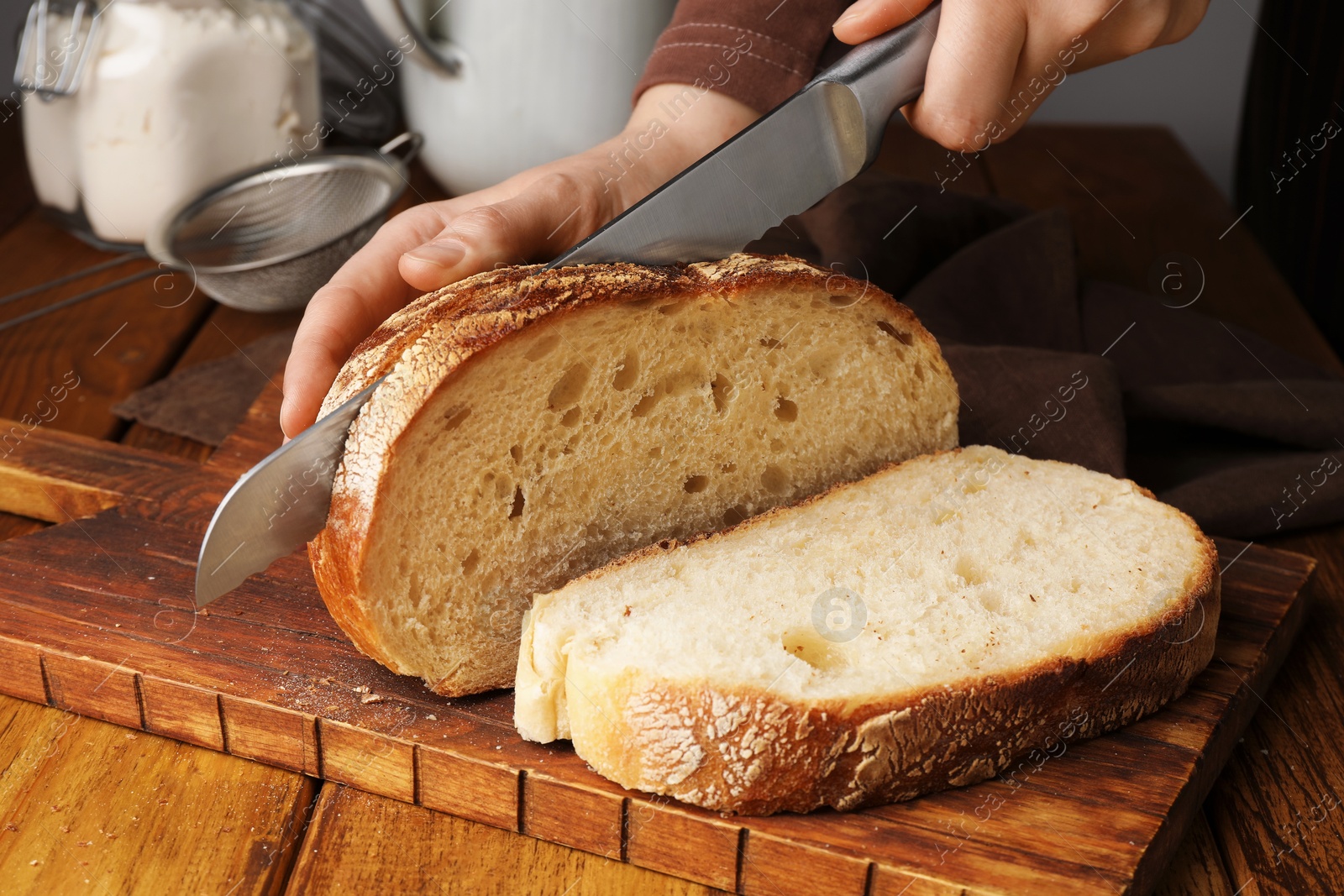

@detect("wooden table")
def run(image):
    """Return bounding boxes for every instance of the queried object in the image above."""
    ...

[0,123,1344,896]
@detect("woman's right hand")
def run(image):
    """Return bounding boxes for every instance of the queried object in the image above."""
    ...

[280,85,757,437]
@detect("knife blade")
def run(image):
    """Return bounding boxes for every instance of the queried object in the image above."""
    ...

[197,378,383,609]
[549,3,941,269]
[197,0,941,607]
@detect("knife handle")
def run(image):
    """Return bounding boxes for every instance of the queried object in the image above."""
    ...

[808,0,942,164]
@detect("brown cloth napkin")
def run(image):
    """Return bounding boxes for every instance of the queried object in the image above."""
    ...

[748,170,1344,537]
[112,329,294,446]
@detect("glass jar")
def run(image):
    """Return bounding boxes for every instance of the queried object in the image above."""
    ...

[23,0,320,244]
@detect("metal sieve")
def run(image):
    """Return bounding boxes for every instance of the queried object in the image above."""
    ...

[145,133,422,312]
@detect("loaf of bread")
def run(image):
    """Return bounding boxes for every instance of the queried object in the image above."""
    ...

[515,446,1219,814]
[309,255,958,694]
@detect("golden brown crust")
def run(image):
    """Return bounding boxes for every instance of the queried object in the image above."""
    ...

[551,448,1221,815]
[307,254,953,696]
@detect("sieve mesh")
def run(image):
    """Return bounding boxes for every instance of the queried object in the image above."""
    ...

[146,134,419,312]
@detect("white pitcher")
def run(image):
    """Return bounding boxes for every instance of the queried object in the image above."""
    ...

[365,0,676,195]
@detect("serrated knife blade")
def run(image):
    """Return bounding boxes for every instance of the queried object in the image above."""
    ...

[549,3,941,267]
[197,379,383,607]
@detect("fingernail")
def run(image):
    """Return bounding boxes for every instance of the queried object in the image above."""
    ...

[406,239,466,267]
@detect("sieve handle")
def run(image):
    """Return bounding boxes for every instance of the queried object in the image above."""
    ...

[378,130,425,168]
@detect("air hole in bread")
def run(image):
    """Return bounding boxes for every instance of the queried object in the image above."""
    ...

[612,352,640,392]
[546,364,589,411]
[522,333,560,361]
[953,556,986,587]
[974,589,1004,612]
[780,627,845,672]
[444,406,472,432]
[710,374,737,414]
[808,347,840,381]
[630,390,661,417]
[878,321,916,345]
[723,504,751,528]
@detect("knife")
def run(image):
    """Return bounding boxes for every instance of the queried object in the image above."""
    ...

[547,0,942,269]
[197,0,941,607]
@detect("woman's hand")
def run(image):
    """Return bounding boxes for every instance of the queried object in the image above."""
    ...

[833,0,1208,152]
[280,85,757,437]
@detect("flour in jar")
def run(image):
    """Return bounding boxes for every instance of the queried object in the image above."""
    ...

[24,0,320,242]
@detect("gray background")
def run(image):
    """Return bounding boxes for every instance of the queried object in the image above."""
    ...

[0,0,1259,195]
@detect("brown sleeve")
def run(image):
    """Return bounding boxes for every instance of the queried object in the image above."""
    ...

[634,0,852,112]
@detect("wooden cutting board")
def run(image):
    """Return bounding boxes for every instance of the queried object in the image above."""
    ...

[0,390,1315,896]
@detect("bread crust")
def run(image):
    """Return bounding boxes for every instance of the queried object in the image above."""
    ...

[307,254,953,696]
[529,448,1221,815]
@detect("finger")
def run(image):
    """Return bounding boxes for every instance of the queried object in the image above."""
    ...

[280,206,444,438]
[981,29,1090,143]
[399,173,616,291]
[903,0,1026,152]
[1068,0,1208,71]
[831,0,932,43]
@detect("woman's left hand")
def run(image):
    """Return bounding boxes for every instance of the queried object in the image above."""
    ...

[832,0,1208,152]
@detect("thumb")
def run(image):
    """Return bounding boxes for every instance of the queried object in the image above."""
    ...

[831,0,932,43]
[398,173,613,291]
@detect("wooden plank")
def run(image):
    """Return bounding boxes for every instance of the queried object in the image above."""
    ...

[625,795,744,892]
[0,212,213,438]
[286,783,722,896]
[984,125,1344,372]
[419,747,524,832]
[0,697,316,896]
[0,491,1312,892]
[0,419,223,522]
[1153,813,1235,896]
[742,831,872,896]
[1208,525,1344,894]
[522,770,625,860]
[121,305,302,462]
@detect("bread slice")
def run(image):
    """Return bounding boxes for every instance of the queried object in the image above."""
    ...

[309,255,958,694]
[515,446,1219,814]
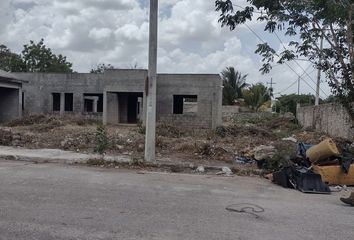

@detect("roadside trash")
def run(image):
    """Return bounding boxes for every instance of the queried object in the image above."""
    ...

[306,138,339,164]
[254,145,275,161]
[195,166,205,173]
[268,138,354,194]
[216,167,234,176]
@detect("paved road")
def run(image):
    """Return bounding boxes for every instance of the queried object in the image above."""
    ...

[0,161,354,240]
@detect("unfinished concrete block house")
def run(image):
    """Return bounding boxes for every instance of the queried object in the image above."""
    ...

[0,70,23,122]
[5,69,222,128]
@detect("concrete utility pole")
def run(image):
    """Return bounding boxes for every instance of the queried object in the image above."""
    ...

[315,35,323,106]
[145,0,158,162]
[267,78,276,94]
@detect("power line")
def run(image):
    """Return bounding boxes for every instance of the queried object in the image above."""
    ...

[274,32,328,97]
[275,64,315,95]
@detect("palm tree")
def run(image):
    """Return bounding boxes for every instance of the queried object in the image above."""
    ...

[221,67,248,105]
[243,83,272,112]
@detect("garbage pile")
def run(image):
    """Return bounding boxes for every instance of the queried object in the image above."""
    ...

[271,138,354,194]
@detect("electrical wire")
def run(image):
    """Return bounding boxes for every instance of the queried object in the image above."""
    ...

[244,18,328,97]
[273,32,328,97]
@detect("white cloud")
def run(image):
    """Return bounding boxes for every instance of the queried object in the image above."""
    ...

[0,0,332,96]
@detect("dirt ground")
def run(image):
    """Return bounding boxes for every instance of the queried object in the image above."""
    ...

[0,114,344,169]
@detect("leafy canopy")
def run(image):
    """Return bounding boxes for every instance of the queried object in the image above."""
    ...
• • • • •
Requirement:
Restate each line of the records exactly; pictures do not belong in the copy.

Finished task:
@detect("wooden table")
def run(image):
    """Return bounding boxes for every instance of the queried object in the image above."""
    ...

[0,123,1344,896]
@detect("woman's right hand")
def run(image):
    """Return bounding boxes for every instance of the queried object in the image above."""
    ...

[280,85,757,437]
@detect("knife blade")
def run(image):
    """Return bounding boxes for every instance of the queried object in the image above."""
    ...

[197,378,383,609]
[549,3,941,269]
[197,0,941,607]
@detect("knife handle")
def run(image):
    """Return bounding boxes for every instance of the queried object in the image above."""
    ...

[808,0,942,164]
@detect("brown cloth napkin")
def run(image):
    """Return bounding boxes for every instance of the queried object in the image above."""
    ...

[748,170,1344,537]
[112,329,294,446]
@detect("glass jar")
def run(image):
    """Return bounding boxes for every instance of the queried object in the image above."""
    ...

[23,0,320,244]
@detect("metal sieve")
def run(image):
    """Return bounding boxes for every instance of the queried object in the image above."""
    ...

[145,133,422,312]
@detect("loaf of bread")
def run(image):
    """Return bounding boxes for every instance of the queried object in the image above."""
    ...

[515,446,1219,814]
[309,255,958,694]
@detect("golden brown crust")
def run(image):
    """Return bounding boxes for every instance of the queried object in the image above."""
    ...

[551,448,1221,815]
[307,254,953,696]
@detect("sieve mesh")
def run(image):
    """Return bounding boxes for every instance of the queried object in the image above."""
    ...

[146,134,419,312]
@detect("white pitcher")
def run(image):
    """Return bounding boxes for every instance of the queried object in the image above."""
    ...

[365,0,676,195]
@detect("serrated knife blade")
def run(image):
    """Return bounding boxes for every instance of the queried object in the image above."""
    ...

[549,3,941,267]
[197,379,383,607]
@detect("fingernail")
def run(image):
    """Return bounding boxes for every instance of the queried object in the image above."""
    ...

[406,239,466,267]
@detect("sieve handle")
def run(image):
    """Return bounding boxes for every instance of the queried object in the image above."""
    ...

[378,130,425,168]
@detect("air hole in bread")
def run(image):
    """Return bounding boxes for every instance of the queried object in the image above."""
    ...

[612,352,640,392]
[546,364,589,411]
[522,333,560,361]
[953,556,986,587]
[974,589,1004,612]
[780,627,845,672]
[444,406,472,432]
[710,374,737,414]
[808,347,840,381]
[630,390,661,417]
[878,321,916,345]
[723,504,751,528]
@detect("knife")
def run(image):
    """Return bounding boxes for every instance of the queried object in the image above."""
    ...

[547,0,942,269]
[197,0,941,607]
@detect("woman's hand")
def run(image):
    """Return bounding boxes for every instance of the queried object in the image above."""
    ...

[833,0,1208,152]
[280,85,757,437]
@detect("flour in jar")
def run(image):
    """Return bounding boxes for every instance of the queried object in the image above."""
    ...

[24,0,320,242]
@detect("gray background")
def run(image):
    """Return bounding boxes for every instance of the queried object in the image above."""
    ...

[0,0,1259,195]
@detect("brown sleeve")
def run(image):
    """Return bounding boxes for every instance of the queried object in the image above."""
    ...

[634,0,852,112]
@detect("wooden cutting board")
def run(image):
    """Return bounding boxes for every instance of the queried object in the image above."""
    ...

[0,390,1315,896]
@detect("bread crust")
def run(image):
    """Return bounding boxes for every instance of the queried object in the image above."""
    ...

[307,254,953,696]
[529,448,1221,815]
@detect("finger")
def run(image):
    """Return bounding boxes for every instance of the queried object in the image above."""
    ...

[280,206,444,438]
[981,29,1090,143]
[399,173,616,291]
[903,0,1026,152]
[1068,0,1208,71]
[831,0,932,43]
@detect("woman's left hand")
def run(image):
    """Return bounding boxes for every instance of the queried object in the image above."""
    ...

[832,0,1208,152]
@detect("thumb")
def run(image):
    """Return bounding boxes for every instance of the queried object in the image above."""
    ...

[831,0,932,43]
[398,173,613,291]
@detect("wooden plank")
def run(image):
    """Return bounding boxes for every instance of the queried object in the image above."""
    ...

[625,795,744,892]
[0,212,213,438]
[286,783,722,896]
[984,125,1344,372]
[419,747,524,832]
[0,697,316,896]
[0,491,1312,892]
[0,419,223,522]
[1153,813,1235,896]
[742,831,872,896]
[1208,525,1344,894]
[522,770,625,860]
[121,305,302,462]
@detect("bread slice")
def run(image):
    """Return bounding boxes for every instance of the queried object in the image above."""
    ...

[309,255,958,694]
[515,446,1219,814]

@detect("roadside trash")
def run(image):
    """Return bounding boxes for every instance of the queried object in the image above."""
    ...

[306,138,339,164]
[254,145,275,161]
[195,166,205,173]
[268,138,354,194]
[216,167,234,176]
@detect("paved road")
def run(image):
    """Return bounding boxes for every instance of the queried object in the image above."""
    ...

[0,161,354,240]
@detect("unfinished concrete block house")
def run(image):
    """Return bounding boxes for every instance of the queried object in the image above."""
    ...

[0,70,23,122]
[5,69,222,128]
@detect("concrete utility pole")
def run(image):
    """Return bounding boxes for every instance of the queried object in the image above."""
    ...

[315,35,323,106]
[145,0,158,162]
[267,78,276,94]
@detect("power line")
def run(image):
    """Return bounding boxes for every instance of the queried object in the image above."""
    ...

[274,32,328,97]
[275,64,315,95]
@detect("palm tree")
def run(image):
    """Return bounding boxes for every instance of the queried object in the image above."""
    ...

[221,67,248,105]
[243,83,272,112]
@detect("garbage pile")
def run(image):
    """Return bounding boxes for every instance of the queried object in the image above."""
    ...

[271,138,354,194]
@detect("electrical wire")
def run(image):
    """Return bounding boxes for every instance of the queried object in the image above."""
    ...

[244,18,328,97]
[273,32,328,97]
@detect("white cloud")
def run(image):
    """Return bounding boxes for every instance of the queried object in the image above."""
    ...

[0,0,332,96]
@detect("dirt ground")
def run(image):
    """Return bounding boxes for every instance of the queried object in the image above."""
    ...

[0,114,344,169]
@detect("leafy canopy")
def run(image):
    """Return bounding boxes for every instance of the queried object in the image above."""
    ...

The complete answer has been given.